___ The data ___

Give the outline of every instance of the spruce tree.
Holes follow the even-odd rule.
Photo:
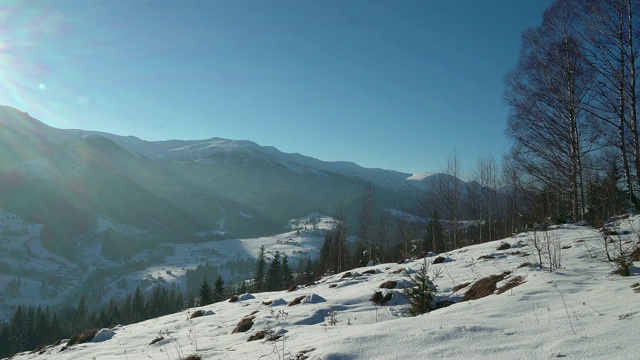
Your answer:
[[[129,321],[132,323],[139,322],[146,318],[144,309],[144,295],[139,286],[136,286],[136,291],[133,294],[133,300],[131,301],[131,318]]]
[[[200,285],[200,306],[213,304],[213,292],[211,291],[211,286],[209,286],[209,282],[205,278],[202,280],[202,285]]]
[[[293,283],[293,271],[289,266],[289,257],[282,257],[282,289],[288,289]]]
[[[280,263],[280,253],[277,251],[273,255],[273,260],[271,260],[269,270],[267,270],[265,287],[267,291],[282,289],[282,264]]]
[[[261,292],[265,290],[264,281],[265,281],[265,272],[267,268],[267,261],[264,258],[264,245],[260,247],[260,252],[258,253],[258,260],[256,261],[256,273],[253,277],[253,291]]]
[[[224,280],[222,280],[222,276],[218,275],[214,284],[213,301],[219,302],[222,299],[224,299]]]
[[[24,307],[18,305],[9,323],[11,333],[9,335],[9,348],[11,353],[28,350],[29,345],[27,319]]]

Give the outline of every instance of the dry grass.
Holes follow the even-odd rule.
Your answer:
[[[160,341],[162,341],[162,340],[164,340],[164,337],[162,337],[162,336],[158,336],[158,337],[156,337],[155,339],[151,340],[151,342],[149,343],[149,345],[153,345],[153,344],[155,344],[155,343],[157,343],[157,342],[160,342]]]
[[[502,274],[491,275],[476,281],[471,285],[471,288],[464,293],[461,301],[477,300],[493,294],[497,289],[496,284],[504,280],[507,275],[509,275],[508,272],[503,272]]]
[[[196,310],[193,312],[193,314],[191,314],[191,316],[189,316],[189,319],[195,319],[202,315],[204,315],[204,310]]]
[[[397,281],[389,280],[380,284],[381,289],[394,289],[398,285]]]
[[[255,316],[244,317],[242,320],[240,320],[238,325],[236,325],[233,331],[231,331],[231,333],[235,334],[238,332],[247,332],[253,326],[253,319],[255,319]]]
[[[386,293],[384,295],[382,295],[382,293],[380,291],[374,291],[373,295],[371,295],[371,298],[369,299],[371,302],[373,302],[376,305],[384,305],[386,304],[389,300],[391,300],[391,298],[393,298],[393,293]]]
[[[96,336],[99,330],[100,329],[85,330],[82,334],[72,337],[67,343],[67,345],[65,346],[65,348],[68,348],[69,346],[73,346],[77,344],[84,344],[86,342],[91,341],[93,337]]]
[[[267,338],[267,341],[276,341],[276,340],[280,339],[281,337],[282,337],[282,335],[273,335],[273,333],[271,331],[269,331],[269,330],[260,330],[257,333],[249,336],[249,339],[247,340],[247,342],[256,341],[256,340],[262,340],[264,338]]]
[[[460,285],[456,285],[453,287],[453,289],[451,289],[452,292],[458,292],[464,288],[466,288],[467,286],[469,286],[471,283],[462,283]]]
[[[291,301],[291,302],[289,303],[289,305],[287,305],[287,306],[295,306],[295,305],[298,305],[298,304],[300,304],[300,303],[302,302],[302,299],[304,299],[304,295],[303,295],[303,296],[298,296],[297,298],[293,299],[293,301]]]
[[[516,276],[516,277],[510,279],[503,287],[498,289],[496,291],[496,294],[502,294],[502,293],[507,292],[507,291],[513,289],[514,287],[516,287],[518,285],[522,285],[522,284],[524,284],[524,278],[522,276]]]
[[[505,242],[500,244],[500,246],[498,246],[496,250],[509,250],[509,249],[511,249],[511,245]]]

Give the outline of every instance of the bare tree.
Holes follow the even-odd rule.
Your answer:
[[[458,248],[462,199],[460,164],[460,154],[457,149],[454,149],[447,157],[446,168],[435,184],[436,191],[432,193],[435,208],[445,219],[450,221],[450,227],[447,231],[449,243],[446,250]]]
[[[366,251],[367,263],[371,263],[375,258],[373,255],[373,237],[374,237],[374,217],[375,208],[373,203],[373,185],[371,181],[367,182],[367,186],[362,194],[360,201],[360,215],[358,217],[358,236],[364,243]]]
[[[568,193],[573,220],[584,216],[582,160],[599,139],[584,110],[591,74],[577,20],[570,1],[552,4],[542,24],[524,32],[520,60],[505,80],[512,156],[541,188]]]
[[[493,156],[478,158],[472,172],[470,186],[467,185],[467,205],[470,215],[479,220],[479,241],[497,239],[499,217],[498,187],[501,176]]]
[[[584,55],[593,69],[592,101],[587,110],[601,121],[609,143],[618,149],[629,200],[637,205],[640,141],[637,121],[637,0],[585,0],[580,3]]]
[[[389,213],[386,211],[381,211],[380,216],[378,217],[378,223],[376,224],[376,233],[375,233],[375,246],[378,249],[378,253],[380,254],[381,262],[389,262],[398,260],[391,254],[391,249],[393,247],[392,236],[390,230],[391,220],[389,219]]]

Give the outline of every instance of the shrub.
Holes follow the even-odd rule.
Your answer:
[[[631,275],[631,266],[633,266],[633,262],[629,260],[625,256],[618,256],[613,260],[615,264],[615,269],[612,274],[620,275],[620,276],[630,276]]]

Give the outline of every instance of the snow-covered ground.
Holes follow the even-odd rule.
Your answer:
[[[640,229],[639,217],[622,220],[616,230],[624,235],[612,239],[637,246],[634,229]],[[13,359],[637,359],[640,269],[633,267],[630,277],[611,275],[602,236],[593,229],[565,225],[538,235],[559,251],[553,257],[559,269],[535,265],[531,233],[452,251],[430,266],[441,273],[439,300],[461,299],[491,275],[506,276],[498,289],[516,279],[521,284],[417,317],[407,315],[401,293],[422,264],[410,260],[326,276],[293,292],[245,294],[104,330],[93,342],[64,351],[63,343]],[[498,250],[503,242],[509,248]],[[398,284],[380,288],[390,280]],[[374,291],[392,293],[392,299],[374,305]],[[300,304],[289,306],[298,298]],[[189,319],[200,309],[205,316]],[[233,333],[243,319],[252,327]],[[284,336],[248,341],[261,331]]]

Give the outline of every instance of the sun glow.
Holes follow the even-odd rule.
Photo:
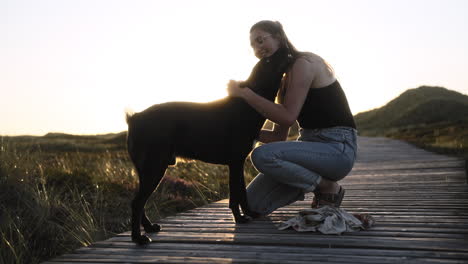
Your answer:
[[[468,93],[467,3],[3,1],[0,135],[120,132],[126,109],[225,97],[257,61],[262,19],[331,63],[353,113],[419,85]]]

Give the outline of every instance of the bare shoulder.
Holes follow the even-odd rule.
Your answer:
[[[304,57],[299,57],[294,61],[294,64],[292,66],[292,71],[293,72],[304,72],[304,71],[310,71],[313,70],[315,63],[313,61],[308,60],[307,58]]]
[[[323,67],[325,61],[317,54],[312,52],[301,52],[294,62],[294,67],[308,68],[309,70],[317,70]]]
[[[303,59],[310,63],[316,63],[316,64],[325,62],[325,60],[320,55],[317,55],[312,52],[301,52],[298,56],[298,59]]]
[[[319,55],[312,52],[301,52],[293,65],[293,72],[308,72],[312,78],[312,87],[323,87],[334,81],[332,67]]]

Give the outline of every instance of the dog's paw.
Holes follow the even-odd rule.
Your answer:
[[[245,215],[250,216],[252,219],[259,218],[262,214],[254,212],[254,211],[247,211]]]
[[[241,215],[241,216],[236,217],[234,220],[236,221],[237,224],[245,224],[245,223],[248,223],[250,220],[252,220],[252,218],[249,216]]]
[[[161,226],[158,224],[151,224],[150,226],[144,226],[146,233],[156,233],[161,231]]]
[[[140,235],[138,237],[132,237],[132,241],[137,243],[138,245],[147,245],[151,243],[151,238],[145,235]]]

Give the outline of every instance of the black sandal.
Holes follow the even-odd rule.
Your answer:
[[[340,186],[338,193],[320,193],[314,192],[314,199],[312,200],[312,208],[319,208],[324,205],[332,206],[339,208],[343,197],[345,194],[345,189]]]

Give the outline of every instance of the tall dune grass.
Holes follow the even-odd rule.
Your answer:
[[[39,263],[130,229],[138,181],[124,149],[25,144],[0,139],[0,263]],[[246,164],[249,181],[254,169]],[[226,166],[179,163],[147,212],[157,220],[227,197]]]
[[[377,135],[404,140],[429,151],[468,160],[468,121],[398,127]]]

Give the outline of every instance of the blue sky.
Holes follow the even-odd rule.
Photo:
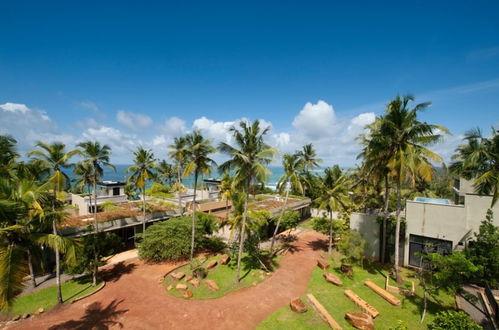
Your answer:
[[[39,2],[0,4],[0,133],[137,144],[165,157],[194,128],[241,118],[283,152],[355,162],[353,137],[397,93],[453,133],[499,122],[499,2]]]

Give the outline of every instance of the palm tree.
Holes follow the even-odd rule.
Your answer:
[[[77,163],[73,169],[73,173],[76,176],[73,178],[73,182],[77,188],[82,191],[91,191],[91,186],[93,182],[93,166],[90,163]],[[92,205],[92,195],[90,197],[90,205]]]
[[[338,165],[327,168],[322,179],[322,194],[317,198],[320,210],[329,213],[329,246],[328,253],[333,249],[333,212],[346,211],[350,205],[351,182]]]
[[[177,170],[177,193],[178,193],[178,209],[180,212],[180,215],[183,215],[183,208],[182,208],[182,173],[183,173],[183,168],[185,165],[185,151],[186,151],[186,138],[181,136],[181,137],[176,137],[173,139],[173,144],[170,144],[168,148],[170,148],[170,151],[168,152],[168,155],[170,156],[171,159],[175,162],[175,167]]]
[[[499,131],[493,129],[486,138],[479,129],[466,133],[467,144],[457,147],[450,165],[452,172],[467,180],[474,179],[473,187],[480,195],[492,195],[490,207],[499,198]]]
[[[264,142],[263,137],[268,133],[269,128],[267,127],[262,130],[258,120],[254,121],[251,125],[248,125],[245,121],[241,121],[239,129],[233,126],[229,131],[234,137],[236,147],[221,142],[218,149],[220,152],[231,157],[228,161],[220,165],[220,170],[222,172],[234,170],[234,185],[240,187],[245,193],[244,213],[237,257],[237,281],[239,282],[250,185],[254,181],[265,182],[270,174],[266,165],[272,162],[276,155],[276,150]]]
[[[376,141],[386,147],[379,150],[382,158],[388,159],[390,175],[395,179],[397,191],[397,222],[395,226],[395,262],[394,273],[399,275],[400,221],[402,211],[401,186],[404,182],[415,185],[416,177],[429,182],[432,179],[431,161],[442,162],[440,156],[426,148],[442,139],[441,133],[449,133],[440,125],[428,124],[418,120],[418,112],[426,109],[431,103],[420,103],[413,108],[409,103],[414,101],[412,95],[397,96],[387,106],[379,123]]]
[[[19,154],[16,151],[17,141],[10,135],[0,135],[0,172],[15,177],[15,169]]]
[[[305,172],[319,167],[319,163],[322,162],[322,159],[317,157],[317,153],[315,152],[312,143],[304,145],[302,150],[298,152],[298,156],[303,163],[303,170]]]
[[[201,174],[209,174],[213,166],[216,166],[215,161],[209,157],[210,154],[216,152],[216,149],[211,145],[211,139],[205,139],[200,131],[194,131],[186,136],[186,151],[185,156],[187,165],[184,169],[184,176],[194,174],[194,198],[192,199],[192,237],[191,237],[191,261],[194,257],[194,237],[196,234],[196,197],[198,176]]]
[[[283,175],[279,178],[277,182],[277,190],[282,194],[286,191],[286,197],[284,199],[284,205],[281,209],[281,214],[277,220],[277,224],[274,230],[274,235],[272,235],[272,241],[270,243],[270,253],[274,250],[274,243],[277,233],[279,232],[279,226],[281,225],[282,217],[284,216],[284,211],[286,211],[286,206],[288,204],[289,190],[293,189],[300,194],[303,194],[304,189],[302,185],[302,180],[300,172],[305,167],[305,162],[302,161],[299,153],[295,154],[284,154],[282,158],[282,166],[284,168]]]
[[[158,172],[158,179],[161,180],[163,184],[168,183],[169,186],[172,185],[172,179],[175,177],[175,169],[171,164],[163,159],[157,164],[156,171]]]
[[[82,163],[85,163],[87,168],[92,169],[92,188],[94,196],[94,232],[99,231],[97,223],[97,182],[99,182],[104,175],[103,166],[111,168],[116,171],[114,165],[110,163],[109,156],[111,155],[111,148],[108,145],[101,145],[100,142],[86,141],[78,144],[81,149],[80,153],[83,155]]]
[[[225,200],[225,210],[226,210],[226,215],[225,215],[225,220],[229,219],[229,200],[231,200],[231,193],[232,193],[232,182],[234,180],[230,176],[228,172],[225,172],[222,181],[220,185],[218,185],[218,189],[220,189],[220,198],[222,200]]]
[[[52,212],[56,212],[56,202],[57,202],[57,192],[60,192],[64,188],[70,186],[69,177],[66,173],[62,171],[63,168],[68,168],[71,166],[69,163],[71,157],[78,154],[77,150],[71,150],[66,152],[66,145],[63,143],[52,143],[48,144],[42,141],[36,143],[36,147],[39,149],[34,149],[28,152],[28,156],[33,157],[34,161],[39,163],[42,167],[50,170],[50,177],[47,180],[47,184],[52,186],[53,192],[53,204]],[[57,218],[54,217],[52,221],[52,234],[57,235],[56,227]],[[60,269],[60,254],[59,249],[55,248],[55,269],[56,269],[56,285],[57,285],[57,302],[62,303],[61,294],[61,269]]]
[[[151,150],[146,150],[139,146],[133,153],[134,164],[127,168],[126,173],[131,173],[127,179],[135,184],[142,193],[142,232],[146,231],[146,184],[148,180],[156,175],[153,169],[156,168],[156,160]]]

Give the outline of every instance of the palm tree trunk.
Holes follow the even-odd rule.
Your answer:
[[[402,279],[399,276],[400,215],[402,211],[400,189],[400,177],[397,177],[397,224],[395,226],[395,262],[393,264],[393,271],[397,283],[402,284]]]
[[[57,183],[54,185],[54,201],[52,204],[52,211],[55,213],[55,203],[57,200]],[[55,219],[52,220],[52,233],[57,235],[57,227],[55,224]],[[61,256],[59,253],[59,247],[56,246],[55,252],[55,284],[57,286],[57,303],[62,304],[62,291],[61,291]]]
[[[272,251],[274,251],[275,237],[277,236],[277,233],[279,231],[279,226],[281,224],[282,217],[284,216],[286,205],[288,205],[288,197],[289,197],[289,189],[286,189],[286,198],[284,199],[284,205],[282,206],[281,214],[279,215],[279,219],[277,220],[277,224],[275,226],[274,235],[272,236],[272,242],[270,243],[270,254],[272,254]]]
[[[196,190],[198,185],[198,171],[194,172],[194,198],[192,199],[192,234],[191,234],[191,261],[194,258],[194,236],[196,235]]]
[[[28,268],[29,268],[29,276],[31,277],[31,285],[33,285],[33,288],[36,288],[35,271],[33,270],[33,259],[31,258],[31,251],[29,249],[28,249]]]
[[[243,256],[243,251],[244,251],[244,230],[246,227],[246,217],[248,215],[249,187],[250,187],[250,180],[248,180],[248,184],[246,187],[246,196],[244,196],[243,222],[241,224],[241,236],[240,236],[240,240],[239,240],[239,253],[237,255],[237,282],[241,281],[241,258]]]
[[[142,233],[146,232],[146,188],[142,187]]]
[[[329,211],[329,246],[327,253],[333,252],[333,210]]]
[[[184,215],[184,212],[182,212],[182,198],[180,196],[180,186],[182,185],[182,179],[180,179],[180,165],[178,166],[177,170],[177,194],[178,194],[178,211],[180,212],[180,215]]]
[[[383,206],[383,229],[381,236],[381,263],[385,263],[386,259],[386,222],[388,218],[388,201],[390,195],[390,187],[388,186],[388,175],[385,175],[385,200]]]
[[[93,191],[93,195],[94,195],[94,207],[93,207],[93,213],[94,213],[94,235],[97,235],[97,233],[99,232],[99,227],[98,227],[98,223],[97,223],[97,176],[94,174],[94,182],[93,182],[93,185],[94,185],[94,191]],[[97,272],[99,270],[99,266],[98,266],[98,253],[97,251],[95,251],[94,253],[94,267],[92,269],[92,286],[96,286],[97,285]]]

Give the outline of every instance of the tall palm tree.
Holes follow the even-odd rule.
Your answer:
[[[220,198],[225,201],[225,220],[229,219],[229,200],[231,200],[231,193],[232,193],[232,182],[234,180],[230,176],[228,172],[225,172],[222,181],[218,185],[218,189],[220,189]]]
[[[183,136],[176,137],[173,139],[173,144],[170,144],[168,148],[170,151],[168,155],[175,162],[175,168],[177,170],[177,194],[178,194],[178,209],[181,215],[183,215],[182,208],[182,173],[185,166],[185,152],[186,152],[186,138]]]
[[[229,131],[234,137],[236,147],[221,142],[218,149],[220,152],[231,157],[220,165],[220,170],[222,172],[234,170],[235,186],[240,187],[245,193],[244,213],[237,257],[237,281],[239,282],[250,185],[255,181],[265,182],[270,174],[266,166],[272,162],[277,152],[264,142],[263,138],[268,133],[269,128],[267,127],[262,130],[258,120],[254,121],[251,125],[245,121],[241,121],[239,129],[233,126]]]
[[[175,177],[175,169],[166,160],[161,160],[157,166],[156,171],[158,172],[158,179],[169,186],[172,185],[172,179]]]
[[[77,188],[82,191],[91,191],[92,182],[93,182],[93,166],[90,163],[77,163],[73,169],[73,173],[75,177],[73,178],[73,182]],[[92,195],[90,195],[90,205],[92,205]]]
[[[97,182],[104,175],[104,168],[108,167],[116,171],[114,165],[110,163],[111,148],[108,145],[101,145],[98,141],[86,141],[78,144],[80,154],[83,155],[82,163],[84,166],[92,169],[92,188],[94,207],[92,213],[94,215],[94,232],[99,231],[97,223]]]
[[[62,171],[64,168],[71,166],[70,159],[78,154],[77,150],[66,152],[66,145],[63,143],[54,142],[48,144],[42,141],[36,143],[38,149],[28,152],[28,156],[34,158],[34,162],[39,163],[42,167],[50,171],[50,177],[47,184],[52,186],[53,204],[52,212],[56,212],[57,193],[70,186],[69,177]],[[58,236],[56,227],[57,218],[54,217],[52,221],[52,234]],[[57,285],[57,302],[62,303],[61,293],[61,265],[60,253],[56,246],[55,248],[55,269],[56,269],[56,285]]]
[[[151,150],[146,150],[139,146],[133,153],[134,164],[127,168],[126,173],[131,173],[127,179],[135,184],[142,193],[142,231],[146,231],[146,184],[148,180],[156,175],[153,170],[156,168],[156,160]]]
[[[475,191],[492,195],[493,207],[499,198],[499,131],[492,129],[492,136],[486,138],[474,129],[464,140],[467,143],[457,147],[450,169],[467,180],[474,179]]]
[[[17,158],[17,141],[10,135],[0,135],[0,173],[5,173],[9,177],[15,176]]]
[[[447,128],[440,125],[428,124],[418,120],[418,113],[431,103],[420,103],[410,108],[409,103],[414,101],[412,95],[397,96],[387,106],[381,117],[379,136],[376,140],[387,148],[382,151],[388,159],[390,175],[395,179],[397,192],[397,222],[395,226],[395,262],[394,273],[399,277],[399,245],[400,221],[402,211],[401,187],[404,182],[415,185],[416,177],[429,182],[432,179],[433,167],[431,161],[442,162],[440,156],[426,148],[440,141],[441,133],[449,133]]]
[[[293,189],[300,194],[303,194],[304,192],[300,172],[303,170],[305,162],[302,161],[300,154],[284,154],[284,156],[282,157],[282,166],[284,168],[284,173],[277,182],[277,190],[280,194],[285,191],[286,197],[284,198],[284,205],[282,206],[279,219],[277,220],[274,235],[272,235],[272,241],[270,243],[270,253],[272,253],[274,250],[275,238],[277,233],[279,232],[279,226],[281,225],[282,217],[284,216],[286,206],[288,205],[289,191]]]
[[[211,145],[211,139],[205,139],[200,131],[194,131],[186,136],[185,156],[187,164],[184,176],[194,174],[194,198],[192,199],[192,236],[191,236],[191,261],[194,257],[194,237],[196,234],[196,197],[199,175],[209,174],[216,163],[209,156],[216,152]]]
[[[327,168],[322,179],[322,194],[317,198],[320,210],[329,213],[328,253],[333,249],[333,212],[346,211],[350,205],[351,182],[338,165]]]
[[[298,157],[300,159],[300,162],[302,163],[302,174],[300,176],[300,179],[303,186],[302,195],[305,196],[306,190],[311,189],[312,184],[312,174],[310,173],[310,170],[319,167],[322,159],[317,157],[317,153],[312,143],[304,145],[302,150],[298,151]]]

___

Wherever a line above contains the string "grass", copy that line.

*Answer for the task:*
Give the outline of every instance of the dry grass.
Give the outline of every instance of the tall dune grass.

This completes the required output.